Challenge:
Change each "innermost point" in the records below to "central point", leaving every other part exactly the same.

****

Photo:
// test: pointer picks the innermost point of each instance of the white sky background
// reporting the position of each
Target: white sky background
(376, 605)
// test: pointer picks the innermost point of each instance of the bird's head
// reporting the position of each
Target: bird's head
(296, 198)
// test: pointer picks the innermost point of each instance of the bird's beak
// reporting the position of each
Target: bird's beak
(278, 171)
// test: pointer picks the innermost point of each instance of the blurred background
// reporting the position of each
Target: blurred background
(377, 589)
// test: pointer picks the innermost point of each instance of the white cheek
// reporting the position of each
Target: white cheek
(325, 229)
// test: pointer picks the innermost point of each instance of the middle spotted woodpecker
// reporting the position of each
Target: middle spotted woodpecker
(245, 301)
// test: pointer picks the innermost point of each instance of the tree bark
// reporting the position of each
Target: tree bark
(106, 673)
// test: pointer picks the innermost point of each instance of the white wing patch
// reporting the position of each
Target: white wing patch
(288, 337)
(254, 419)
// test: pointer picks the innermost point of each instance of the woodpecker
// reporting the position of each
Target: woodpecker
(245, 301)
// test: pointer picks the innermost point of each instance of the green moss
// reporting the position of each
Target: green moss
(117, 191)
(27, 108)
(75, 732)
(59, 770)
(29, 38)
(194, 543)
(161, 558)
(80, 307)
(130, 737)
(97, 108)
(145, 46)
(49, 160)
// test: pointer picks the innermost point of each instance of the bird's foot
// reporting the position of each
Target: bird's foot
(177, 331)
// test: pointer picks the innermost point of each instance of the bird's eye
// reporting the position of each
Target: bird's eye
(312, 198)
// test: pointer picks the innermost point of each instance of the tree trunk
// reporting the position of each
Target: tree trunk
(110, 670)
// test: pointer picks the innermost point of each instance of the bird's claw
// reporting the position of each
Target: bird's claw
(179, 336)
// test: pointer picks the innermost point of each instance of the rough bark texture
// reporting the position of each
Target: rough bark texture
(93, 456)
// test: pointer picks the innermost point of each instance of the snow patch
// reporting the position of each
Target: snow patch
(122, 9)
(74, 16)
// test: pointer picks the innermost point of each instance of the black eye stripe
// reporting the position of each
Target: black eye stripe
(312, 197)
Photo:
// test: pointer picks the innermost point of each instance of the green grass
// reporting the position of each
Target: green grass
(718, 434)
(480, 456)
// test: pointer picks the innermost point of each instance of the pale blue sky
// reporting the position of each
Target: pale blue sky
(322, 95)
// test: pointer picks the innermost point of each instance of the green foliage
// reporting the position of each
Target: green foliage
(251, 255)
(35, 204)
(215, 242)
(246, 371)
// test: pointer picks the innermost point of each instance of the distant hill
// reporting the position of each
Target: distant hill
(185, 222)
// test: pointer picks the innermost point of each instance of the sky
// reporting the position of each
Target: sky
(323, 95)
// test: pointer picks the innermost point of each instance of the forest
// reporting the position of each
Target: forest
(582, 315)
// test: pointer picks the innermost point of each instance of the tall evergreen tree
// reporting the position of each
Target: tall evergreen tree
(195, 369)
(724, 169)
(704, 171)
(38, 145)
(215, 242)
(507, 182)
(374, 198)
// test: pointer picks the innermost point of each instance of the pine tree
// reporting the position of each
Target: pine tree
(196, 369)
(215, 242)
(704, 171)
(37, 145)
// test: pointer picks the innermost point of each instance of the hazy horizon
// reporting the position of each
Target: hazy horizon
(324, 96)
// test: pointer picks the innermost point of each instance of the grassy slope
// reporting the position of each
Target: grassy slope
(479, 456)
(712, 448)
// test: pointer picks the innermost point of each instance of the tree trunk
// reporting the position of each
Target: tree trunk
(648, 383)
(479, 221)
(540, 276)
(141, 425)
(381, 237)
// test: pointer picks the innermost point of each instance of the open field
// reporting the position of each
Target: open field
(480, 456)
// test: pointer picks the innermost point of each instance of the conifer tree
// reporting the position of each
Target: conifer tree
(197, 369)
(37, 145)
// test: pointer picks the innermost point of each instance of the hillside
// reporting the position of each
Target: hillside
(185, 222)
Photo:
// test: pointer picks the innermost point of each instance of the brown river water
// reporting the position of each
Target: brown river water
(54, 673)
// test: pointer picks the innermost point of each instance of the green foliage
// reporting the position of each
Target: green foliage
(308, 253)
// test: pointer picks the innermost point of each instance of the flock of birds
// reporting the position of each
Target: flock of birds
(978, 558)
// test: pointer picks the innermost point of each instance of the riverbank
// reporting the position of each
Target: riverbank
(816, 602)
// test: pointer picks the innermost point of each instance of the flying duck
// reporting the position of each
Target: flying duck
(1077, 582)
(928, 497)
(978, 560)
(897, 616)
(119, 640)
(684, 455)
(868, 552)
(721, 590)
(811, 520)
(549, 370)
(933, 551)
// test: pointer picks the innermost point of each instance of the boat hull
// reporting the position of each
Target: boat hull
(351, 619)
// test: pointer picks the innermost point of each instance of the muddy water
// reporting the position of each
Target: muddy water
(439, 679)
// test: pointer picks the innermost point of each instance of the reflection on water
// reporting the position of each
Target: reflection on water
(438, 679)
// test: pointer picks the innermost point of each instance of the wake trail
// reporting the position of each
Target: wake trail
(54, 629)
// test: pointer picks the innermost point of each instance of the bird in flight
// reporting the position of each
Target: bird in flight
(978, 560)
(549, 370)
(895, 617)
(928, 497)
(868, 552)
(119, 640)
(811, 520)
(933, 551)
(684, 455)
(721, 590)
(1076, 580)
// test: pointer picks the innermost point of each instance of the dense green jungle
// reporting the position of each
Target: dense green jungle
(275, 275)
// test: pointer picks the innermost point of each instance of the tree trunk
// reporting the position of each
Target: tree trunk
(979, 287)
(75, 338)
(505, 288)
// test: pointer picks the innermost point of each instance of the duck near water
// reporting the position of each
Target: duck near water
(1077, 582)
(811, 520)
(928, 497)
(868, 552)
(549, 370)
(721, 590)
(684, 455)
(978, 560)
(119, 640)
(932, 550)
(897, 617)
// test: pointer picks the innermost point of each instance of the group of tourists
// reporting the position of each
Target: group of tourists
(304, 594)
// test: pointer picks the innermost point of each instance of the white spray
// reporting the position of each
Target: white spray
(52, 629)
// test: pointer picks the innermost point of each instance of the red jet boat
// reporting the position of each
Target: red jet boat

****

Output of the exercise:
Photo:
// test: pointer picks the central point of each instance of the white sky background
// reporting the position of each
Target: white sky background
(376, 605)
// test: pointer picks the central point of each instance of the bird's head
// reporting the position of each
Target: bird's head
(296, 198)
// test: pointer picks the central point of each instance of the bird's beak
// reporting the position of each
Target: bird's beak
(278, 171)
// test: pointer picks the central point of each instance of the blurred background
// reporting the position of each
Target: blurred background
(377, 589)
// test: pointer picks the central point of each instance of the white cheek
// reporting the position of each
Target: white cheek
(325, 229)
// test: pointer picks the central point of each instance of the middle spotted woodpecker
// reporting the position of each
Target: middle spotted woodpecker
(245, 301)
// test: pointer picks the central point of each instance of the tree bark
// reporting the position of each
Target: tree bark
(106, 673)
// test: pointer picks the central point of each instance of the white wing patch
// reporting the position of each
Target: white wing patch
(288, 337)
(254, 419)
// test: pointer picks the central point of each instance of the woodpecker
// reporting the position of each
Target: woodpecker
(245, 301)
// test: pointer picks the central point of each instance of the green moss
// reporting the position of each
Target: green moss
(117, 191)
(27, 108)
(75, 732)
(59, 770)
(29, 38)
(194, 543)
(161, 558)
(80, 307)
(130, 737)
(97, 108)
(145, 46)
(49, 160)
// test: pointer picks the central point of each instance of the bird's foot
// reporting the position of each
Target: bird's foot
(177, 331)
// test: pointer picks the central point of each instance of the bird's eye
// reporting the position of each
Target: bird's eye
(312, 198)
// test: pointer picks the central point of each instance of the tree trunk
// reporting the position of each
Target: tree trunk
(110, 670)
// test: pointer picks the central point of each instance of the bird's claw
// reporting the position of each
Target: bird's claw
(179, 336)
// test: pointer picks the central point of each instance of the rough bark texture
// reporting the position of each
Target: rough bark texture
(93, 456)
// test: pointer picks the central point of each instance of the snow patch
// reporting the position of each
Target: snow patch
(122, 9)
(74, 16)
// test: pointer picks the central point of each instance of the black eye stripe
// reporting the position of each
Target: black eye stripe
(312, 197)
Photo:
// test: pointer picks the central point of each instance of the green grass
// reporting the position of each
Target: green grass
(718, 434)
(480, 456)
// test: pointer picks the central point of each instance of the pale blue sky
// reporting the position of each
Target: pale blue sky
(322, 95)
// test: pointer picks the central point of each instance of the green foliage
// reporting the position of each
Target: green foliage
(251, 255)
(35, 204)
(215, 242)
(246, 371)
// test: pointer picks the central point of each instance of the distant hill
// reporting the position of each
Target: distant hill
(185, 222)
// test: pointer picks the central point of each instance of the sky
// reporting the position of each
Target: sky
(323, 95)
// test: pointer picks the central point of each instance of the forest
// reporting the position of each
Target: forest
(582, 315)
// test: pointer picks the central point of each instance of the tall evergreen tree
// reporting the position of each
Target: tall evergreen tree
(195, 369)
(724, 169)
(704, 171)
(38, 145)
(215, 242)
(507, 182)
(374, 198)
// test: pointer picks the central point of each instance of the pine tree
// reporting the position of each
Target: pine tree
(196, 369)
(215, 242)
(704, 171)
(37, 145)
// test: pointer picks the central point of each instance of the hazy horizon
// reporting the position of each
Target: hazy horizon
(324, 96)
// test: pointer picks the central point of each instance of the grassy slope
// reporting the position of each
Target: grassy slope
(479, 456)
(712, 448)
// test: pointer picks the central point of each instance of the tree trunk
// reporting the position of each
Target: tree trunk
(648, 383)
(479, 221)
(540, 276)
(141, 425)
(381, 237)
// test: pointer picks the central point of each instance of the open field
// reporting the position of each
Target: open field
(480, 456)
// test: pointer picks the central point of each instance of the conifer tree
// reporting the position of each
Target: conifer tree
(197, 369)
(37, 145)
// test: pointer picks the central point of each instance of the hillside
// reporting the position of each
Target: hillside
(185, 222)
Photo:
// test: pointer picks the central point of each instance of the brown river water
// reporting the position of each
Target: brown river water
(54, 673)
// test: pointer picks the central point of each instance of the green foliage
// reporting the position of each
Target: green foliage
(308, 253)
// test: pointer picks the central point of each instance of the flock of birds
// reporting the position of each
Target: flock of birds
(978, 558)
// test: pointer picks the central point of each instance of the riverbank
// reporting the position of each
Target: riverbank
(816, 602)
// test: pointer picks the central point of each instance of the flying duck
// reporting the position of each
Target: flying duck
(1077, 582)
(928, 497)
(978, 560)
(897, 616)
(119, 640)
(684, 455)
(868, 552)
(721, 590)
(811, 520)
(549, 370)
(933, 551)
// test: pointer picks the central point of each instance of the boat hull
// reporting the position of each
Target: boat hull
(351, 619)
// test: pointer picks the central point of each instance of the muddy water
// reporting the position of each
Target: muddy water
(439, 679)
// test: pointer picks the central point of each instance of the reflection on water
// reporting the position of each
Target: reflection on water
(438, 679)
// test: pointer picks the central point of each instance of the wake trail
// reporting the position of each
Target: wake trail
(54, 629)
// test: pointer picks the central point of each instance of the bird in flight
// reporting the position of each
Target: bird in flight
(978, 560)
(549, 370)
(895, 617)
(928, 497)
(868, 552)
(119, 640)
(811, 520)
(933, 551)
(684, 455)
(721, 590)
(1076, 580)
// test: pointer picks the central point of each instance of the dense green jungle
// reporting the position of each
Target: dense green jungle
(275, 275)
// test: pointer picks the central point of each instance of the tree trunk
// reporting the position of each
Target: tree trunk
(979, 287)
(75, 338)
(505, 288)
// test: pointer picks the central point of each instance of the duck near water
// reporting the position of each
Target: duck near water
(1077, 582)
(811, 520)
(928, 497)
(868, 552)
(549, 370)
(721, 590)
(684, 455)
(978, 560)
(119, 640)
(932, 550)
(897, 617)
// test: pointer picks the central point of each instance of the group of tourists
// reporting the position of each
Target: group of tourists
(304, 594)
// test: pointer picks the central point of each instance of the white spray
// reporting the position of each
Target: white spray
(52, 629)
// test: pointer picks the central point of each instance of the red jet boat
// reporting the position of each
Target: red jet boat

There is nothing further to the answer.